Data supplied:

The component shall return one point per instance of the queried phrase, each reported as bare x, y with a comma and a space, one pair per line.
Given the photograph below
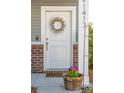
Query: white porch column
83, 40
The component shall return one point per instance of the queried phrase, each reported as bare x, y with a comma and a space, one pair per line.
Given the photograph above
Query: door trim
73, 28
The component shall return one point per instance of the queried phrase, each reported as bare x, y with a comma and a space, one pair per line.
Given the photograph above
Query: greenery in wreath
57, 24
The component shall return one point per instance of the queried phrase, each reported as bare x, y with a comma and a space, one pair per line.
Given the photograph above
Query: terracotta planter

Work required:
Give the data again exactly. Keep the images out.

Task output:
The component shall return one point per instance of the queried phrase, each reported as bare x, y with a comma and a space, one pair per line.
Given the photograph below
Query: white porch column
83, 40
The component shall return one point per instance of the queried phrase, each reported as bare x, y with a comma and a space, one pair per line.
Given the photograph above
Query: door trim
73, 28
The component shall return one point per instance of the queried phrase, each reported as bare x, y with a comma and a space, one pair per line.
Given the photograph above
Query: greenery in wreath
57, 24
The component shall return one point per instance of the queried phrase, each reported as bare x, y with a comma and a space, one pair per line.
Given the photograph above
Query: terracotta planter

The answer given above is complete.